WRITTEN TASK A
In the differentiation walkthrough, edit the passage from "This is a mathematical" to "little simplification, first..." so that "natural log" replaces "natural logarithm".
WRITTEN TASK B
According to the differentiation walkthrough, what is the second issue?
WRITTEN TASK C
Write the next part of the differentiation walkthrough, continuing on from its final line.

— START OF EXTRACT PROVIDED —

How do you differentiate f(x)=(ln(x-(e^(tan(x^2)))))^(3/2) using the chain rule?

1 Answer
Jan 3, 2016

f'(x)=((6xe^tan(x^2)sec^2(x^2)-3)sqrt(ln(x-e^tan(x^2))))/(2e^tan(x^2)-2x)

Explanation:

This is a mathematical bloodbath.

First Issue: the 3/2 power. Deal with through chain rule and power rule: d/dx(u^(3/2))=3/2u^(1/2)=3/2sqrtu.

f'(x)=3/2sqrt(ln(x-e^tan(x^2)))*d/dx(ln(x-e^tan(x^2)))

Second Issue: the natural logarithm. Use the chain rule: d/dx(ln(u))=1/u*u'.

f'(x)=3/2sqrt(ln(x-e^tan(x^2)))*1/(x-e^tan(x^2))*d/dx(x-e^tan(x^2))

A little simplification, first...

f'(x)=(3sqrt(ln(x-e^tan(x^2))))/(2(x-e^tan(x^2)))*d/dx(x-e^tan(x^2))

Third Issue: the e with the tangent power. Use the chain rule: d/dx(e^u)=e^u*u'.

— END OF EXTRACT PROVIDED —
— START OF RECORDED INFORMATION —

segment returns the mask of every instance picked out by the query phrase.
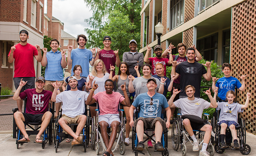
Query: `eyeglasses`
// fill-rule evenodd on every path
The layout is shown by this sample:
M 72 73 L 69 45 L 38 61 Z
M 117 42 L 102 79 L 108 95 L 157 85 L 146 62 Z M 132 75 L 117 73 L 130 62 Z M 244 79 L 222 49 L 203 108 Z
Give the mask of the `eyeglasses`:
M 151 106 L 153 105 L 153 99 L 152 98 L 150 98 L 150 105 Z
M 156 50 L 155 50 L 155 51 L 156 52 L 158 52 L 158 51 L 161 52 L 162 51 L 163 51 L 163 50 L 162 50 L 162 49 L 159 49 L 159 50 L 158 49 L 157 49 Z

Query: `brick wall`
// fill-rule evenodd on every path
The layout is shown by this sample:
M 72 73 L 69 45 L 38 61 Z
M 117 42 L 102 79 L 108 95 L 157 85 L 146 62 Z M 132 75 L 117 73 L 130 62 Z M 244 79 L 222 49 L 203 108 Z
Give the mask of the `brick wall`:
M 233 7 L 230 54 L 232 76 L 239 79 L 238 76 L 247 75 L 245 91 L 238 92 L 237 100 L 239 103 L 244 104 L 246 92 L 251 94 L 248 108 L 241 116 L 245 121 L 247 131 L 254 134 L 256 134 L 255 7 L 255 1 L 248 0 Z

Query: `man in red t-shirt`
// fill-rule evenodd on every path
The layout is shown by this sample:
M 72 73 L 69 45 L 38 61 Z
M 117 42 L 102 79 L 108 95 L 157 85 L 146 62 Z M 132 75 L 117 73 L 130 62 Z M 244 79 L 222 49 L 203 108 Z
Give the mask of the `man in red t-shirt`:
M 28 135 L 26 132 L 23 122 L 27 123 L 39 123 L 42 122 L 41 128 L 36 138 L 36 142 L 41 143 L 42 142 L 40 139 L 43 133 L 50 123 L 52 118 L 52 113 L 48 111 L 49 100 L 52 101 L 56 98 L 57 91 L 61 85 L 60 82 L 56 82 L 53 92 L 43 89 L 45 84 L 45 80 L 42 76 L 37 79 L 36 87 L 33 89 L 28 89 L 20 93 L 22 88 L 27 81 L 23 81 L 22 78 L 19 87 L 13 95 L 14 100 L 22 100 L 27 98 L 27 106 L 25 113 L 22 112 L 22 105 L 18 105 L 19 111 L 13 114 L 17 126 L 24 136 L 24 138 L 18 141 L 19 142 L 29 142 Z
M 28 32 L 25 30 L 20 32 L 19 43 L 11 48 L 8 55 L 8 61 L 10 63 L 14 61 L 14 75 L 13 81 L 17 90 L 19 87 L 22 78 L 27 81 L 27 84 L 22 88 L 22 92 L 28 89 L 35 88 L 36 74 L 34 67 L 34 57 L 39 62 L 42 60 L 42 55 L 40 46 L 38 45 L 34 46 L 27 42 Z M 22 105 L 22 100 L 17 101 L 18 106 Z
M 155 53 L 155 57 L 150 57 L 149 58 L 149 52 L 151 51 L 152 48 L 150 48 L 147 45 L 147 52 L 144 57 L 144 62 L 148 63 L 152 66 L 151 70 L 151 73 L 153 75 L 156 75 L 156 71 L 155 70 L 155 64 L 158 63 L 160 63 L 163 64 L 164 67 L 164 75 L 166 76 L 166 66 L 171 65 L 171 61 L 170 61 L 168 59 L 163 58 L 162 57 L 162 53 L 163 49 L 160 45 L 157 45 L 155 46 L 154 52 Z

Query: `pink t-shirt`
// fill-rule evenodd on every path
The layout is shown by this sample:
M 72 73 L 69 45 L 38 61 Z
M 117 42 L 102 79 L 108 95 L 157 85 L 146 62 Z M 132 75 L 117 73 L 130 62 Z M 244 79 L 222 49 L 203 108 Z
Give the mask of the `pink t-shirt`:
M 116 66 L 116 57 L 114 53 L 114 51 L 112 49 L 107 51 L 102 49 L 102 51 L 100 52 L 99 58 L 103 61 L 106 68 L 108 73 L 110 73 L 110 65 Z M 113 72 L 112 76 L 114 77 L 115 73 Z
M 118 92 L 113 92 L 107 94 L 106 91 L 99 92 L 92 97 L 98 102 L 100 107 L 100 115 L 118 114 L 119 103 L 125 98 Z
M 15 45 L 13 52 L 14 59 L 14 76 L 13 77 L 36 77 L 34 68 L 34 56 L 38 55 L 36 47 L 29 43 L 22 46 Z M 10 51 L 8 56 L 10 55 Z
M 166 58 L 157 58 L 157 57 L 150 57 L 149 64 L 152 66 L 152 69 L 151 70 L 151 73 L 153 75 L 156 75 L 156 71 L 155 70 L 155 64 L 158 62 L 164 65 L 164 75 L 166 76 L 166 66 L 168 66 L 168 61 L 169 59 Z
M 19 95 L 23 99 L 27 97 L 26 113 L 32 114 L 44 114 L 48 110 L 49 100 L 52 93 L 43 90 L 41 93 L 36 91 L 36 89 L 27 89 Z

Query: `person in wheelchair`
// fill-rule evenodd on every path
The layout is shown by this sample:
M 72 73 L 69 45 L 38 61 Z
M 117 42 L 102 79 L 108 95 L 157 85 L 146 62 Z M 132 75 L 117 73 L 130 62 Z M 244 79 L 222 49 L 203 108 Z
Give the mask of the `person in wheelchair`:
M 59 120 L 59 124 L 65 132 L 74 137 L 71 143 L 72 145 L 81 144 L 82 143 L 83 137 L 80 136 L 86 123 L 86 116 L 83 114 L 85 110 L 85 101 L 88 94 L 86 92 L 77 89 L 77 80 L 74 76 L 68 78 L 68 84 L 71 90 L 61 93 L 58 90 L 56 99 L 56 115 L 59 115 L 62 102 L 62 117 Z M 68 125 L 78 124 L 75 133 Z
M 218 90 L 214 90 L 214 98 L 216 100 L 218 93 Z M 219 139 L 220 140 L 220 147 L 221 148 L 227 148 L 228 146 L 224 141 L 225 138 L 226 129 L 228 127 L 231 131 L 232 137 L 234 141 L 234 148 L 235 149 L 240 148 L 237 140 L 237 135 L 235 128 L 239 125 L 237 123 L 238 113 L 242 112 L 244 109 L 248 107 L 249 100 L 251 96 L 251 94 L 247 92 L 246 94 L 246 100 L 244 105 L 240 105 L 234 102 L 235 98 L 235 92 L 233 90 L 229 90 L 227 92 L 226 95 L 227 102 L 223 102 L 217 103 L 217 110 L 220 110 L 219 117 L 219 121 L 217 123 L 220 125 L 220 133 Z
M 195 89 L 194 86 L 190 85 L 186 86 L 185 89 L 187 97 L 180 99 L 173 102 L 176 95 L 180 91 L 174 88 L 173 94 L 168 103 L 171 108 L 177 107 L 180 109 L 182 115 L 193 115 L 201 118 L 204 109 L 209 108 L 216 108 L 217 107 L 216 100 L 211 95 L 210 89 L 210 88 L 204 92 L 208 95 L 210 103 L 203 99 L 195 98 L 194 94 Z M 185 119 L 183 120 L 182 123 L 186 131 L 193 140 L 193 151 L 198 151 L 199 150 L 199 142 L 195 136 L 193 130 L 204 131 L 205 133 L 204 138 L 204 143 L 202 149 L 199 153 L 199 156 L 209 156 L 206 149 L 211 137 L 212 126 L 205 123 L 202 124 L 193 123 L 192 119 Z
M 40 123 L 42 122 L 41 128 L 37 135 L 35 142 L 42 143 L 42 140 L 41 136 L 51 121 L 52 114 L 47 111 L 49 106 L 49 100 L 52 101 L 56 97 L 58 88 L 55 88 L 53 92 L 43 89 L 45 80 L 42 76 L 37 79 L 36 88 L 27 89 L 21 93 L 21 90 L 27 81 L 22 80 L 21 79 L 20 85 L 15 92 L 12 99 L 14 100 L 21 100 L 27 98 L 25 113 L 22 113 L 22 105 L 18 105 L 18 111 L 15 112 L 13 116 L 17 126 L 24 135 L 24 137 L 18 141 L 18 142 L 30 142 L 28 135 L 25 129 L 24 122 L 26 123 Z M 57 86 L 60 86 L 61 83 L 57 83 Z
M 143 150 L 145 146 L 143 143 L 143 135 L 146 129 L 155 130 L 156 143 L 155 145 L 155 150 L 163 151 L 164 147 L 161 143 L 161 138 L 163 131 L 170 125 L 171 110 L 168 105 L 165 97 L 162 94 L 156 93 L 155 89 L 157 87 L 157 82 L 154 78 L 149 79 L 147 81 L 147 92 L 139 95 L 132 103 L 130 108 L 130 116 L 133 116 L 134 110 L 140 107 L 140 117 L 135 120 L 131 120 L 130 124 L 131 127 L 135 126 L 138 136 L 139 143 L 136 149 L 139 151 Z M 165 123 L 160 117 L 161 110 L 165 109 L 167 117 Z
M 113 91 L 114 82 L 111 79 L 108 79 L 105 81 L 106 91 L 99 92 L 93 97 L 94 91 L 98 88 L 98 85 L 95 84 L 95 81 L 92 85 L 92 89 L 89 88 L 91 90 L 87 98 L 86 104 L 90 105 L 95 102 L 98 103 L 100 110 L 99 124 L 101 127 L 103 140 L 107 148 L 106 150 L 102 154 L 103 156 L 114 155 L 111 148 L 116 137 L 118 126 L 121 122 L 118 110 L 119 103 L 125 106 L 130 106 L 126 86 L 125 82 L 124 85 L 121 86 L 121 89 L 124 92 L 124 98 L 119 93 Z M 109 140 L 107 132 L 107 128 L 108 126 L 112 129 Z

— END OF RECORDED INFORMATION —

EXERCISE RESPONSE A
This is a mathematical bloodbath.

First Issue: the 3/2 power. Deal with through chain rule and power rule: d/dx(u^(3/2))=3/2u^(1/2)=3/2sqrtu.

f'(x)=3/2sqrt(ln(x-e^tan(x^2)))*d/dx(ln(x-e^tan(x^2)))

Second Issue: the natural log. Use the chain rule: d/dx(ln(u))=1/u*u'.

f'(x)=3/2sqrt(ln(x-e^tan(x^2)))*1/(x-e^tan(x^2))*d/dx(x-e^tan(x^2))

A little simplification, first...

EXERCISE RESPONSE B
The natural logarithm.

EXERCISE RESPONSE C
f'(x)=(3sqrt(ln(x-e^tan(x^2))))/(2(x-e^tan(x^2))) * (1-e^tan(x^2)d/dx(tan(x^2)))

Fourth Issue: the tangent. Use chain rule again: d/dx(tan(u))=u'sec^2(u).

f'(x)=(3sqrt(ln(x-e^tan(x^2))))/(2(x-e^tan(x^2))) * (1-e^tan(x^2)sec^2(x^2)d/dx(x^2))

d/dx(x^2) should be very easy to find!

f'(x)=(3sqrt(ln(x-e^tan(x^2))))/(2(x-e^tan(x^2))) * (1-2xsec^2(x^2)e^tan(x^2))

Some simplification can be done to reach...

f'(x)=((6xe^tan(x^2)sec^2(x^2)-3)sqrt(ln(x-e^tan(x^2))))/(2e^tan(x^2)-2x)